STATED TASK.
From the source text on QTQt thermal history models, extract the passage between "Figure 8: Data" and "for each length.", inclusive.

SOURCE TEXT.
- - -
The resulting assemblage of models is characterised by a long period of isothermal holding at the base of the AFT partial annealing zone (~120 ^∘C), followed by rapid cooling at 100Ma, gentle heating to the AHe partial retention zone (~60 ^∘C) until 20 Ma and rapid cooling to the surface thereafter (Figure 8(ii)). This assemblage of thermal history models is largely unremarkable and does not, in itself, indicate any problems with the input data. These problems only become clear when we compare the measured with the modelled data. While the fit to the track length measurements is good, the AFT and AHe ages are off by 20%. It is then up to the user to decide whether or not this is ‘significant’ enough to reject the model results. This is not necessarily as straightforward as it may seem. For instance, the original QTQt paper by [Figure 7, (9)] presents a dataset in which the measured and modelled values for the kinetic parameter DPar differ by 25%. In this case, the author has made a subjective decision to attach less credibility to the DPar measurement. This may very well be (and probably is) justified, but nevertheless requires expert knowledge of thermochronology while remaining, once again, subjective. This subjectivity is the price of Bayesian MCMC modelling.

Figure 8: Data (left) and models (right) produced by QTQt [v4.5, (9)], after a ‘burn-in’ period of 500,000 iterations, followed by another 500,000 ‘post-burn-in’ iterations. No time or temperature constraints were given apart from a broad search limit of 102 ± 102 Ma and 70 ± 70 ^∘C. (i) – QTQt has no trouble fitting the large dataset that broke HeFTy in Figure 7. (ii) – neither does QTQt complain when a physically impossible dataset with short fission tracks and identical AFT and AHe ages is fed into it. Note that the ‘measured’ mean track lengths reported in this table are slightly different from those of Figure 7, despite being based on exactly the same data. This is because QTQt calculates the c-axis projected values using an average Dpar for all lengths, whereas HeFTy uses the relevant Dpar for each length.
- - -
Records from a point labeling set:

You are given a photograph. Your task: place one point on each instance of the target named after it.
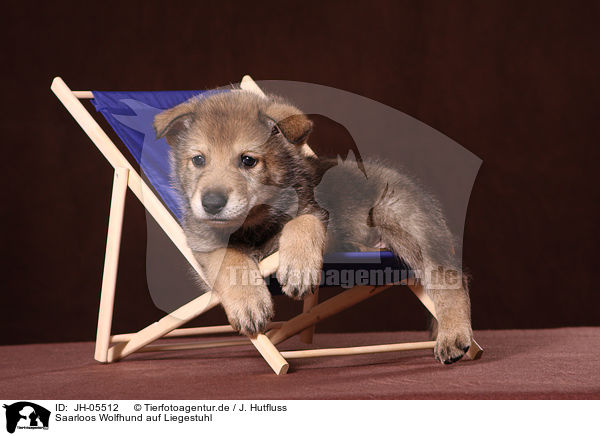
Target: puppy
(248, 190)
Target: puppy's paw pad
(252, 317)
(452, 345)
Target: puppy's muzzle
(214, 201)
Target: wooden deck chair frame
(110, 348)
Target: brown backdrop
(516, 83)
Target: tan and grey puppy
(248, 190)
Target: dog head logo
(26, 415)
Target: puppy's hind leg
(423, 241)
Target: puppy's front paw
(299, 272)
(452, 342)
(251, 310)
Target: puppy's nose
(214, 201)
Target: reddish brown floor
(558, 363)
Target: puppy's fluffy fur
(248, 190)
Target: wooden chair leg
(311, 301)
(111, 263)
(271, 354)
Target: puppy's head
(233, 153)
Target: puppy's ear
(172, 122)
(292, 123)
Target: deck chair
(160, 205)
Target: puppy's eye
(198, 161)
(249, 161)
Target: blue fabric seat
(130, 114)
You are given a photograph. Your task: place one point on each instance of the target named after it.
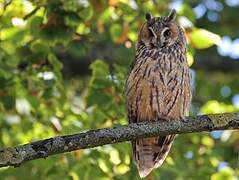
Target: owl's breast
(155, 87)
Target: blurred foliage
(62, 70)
- - -
TASK ANSWER.
Figure 8: Data (left) and models (right) produced by QTQt [v4.5, (9)], after a ‘burn-in’ period of 500,000 iterations, followed by another 500,000 ‘post-burn-in’ iterations. No time or temperature constraints were given apart from a broad search limit of 102 ± 102 Ma and 70 ± 70 ^∘C. (i) – QTQt has no trouble fitting the large dataset that broke HeFTy in Figure 7. (ii) – neither does QTQt complain when a physically impossible dataset with short fission tracks and identical AFT and AHe ages is fed into it. Note that the ‘measured’ mean track lengths reported in this table are slightly different from those of Figure 7, despite being based on exactly the same data. This is because QTQt calculates the c-axis projected values using an average Dpar for all lengths, whereas HeFTy uses the relevant Dpar for each length.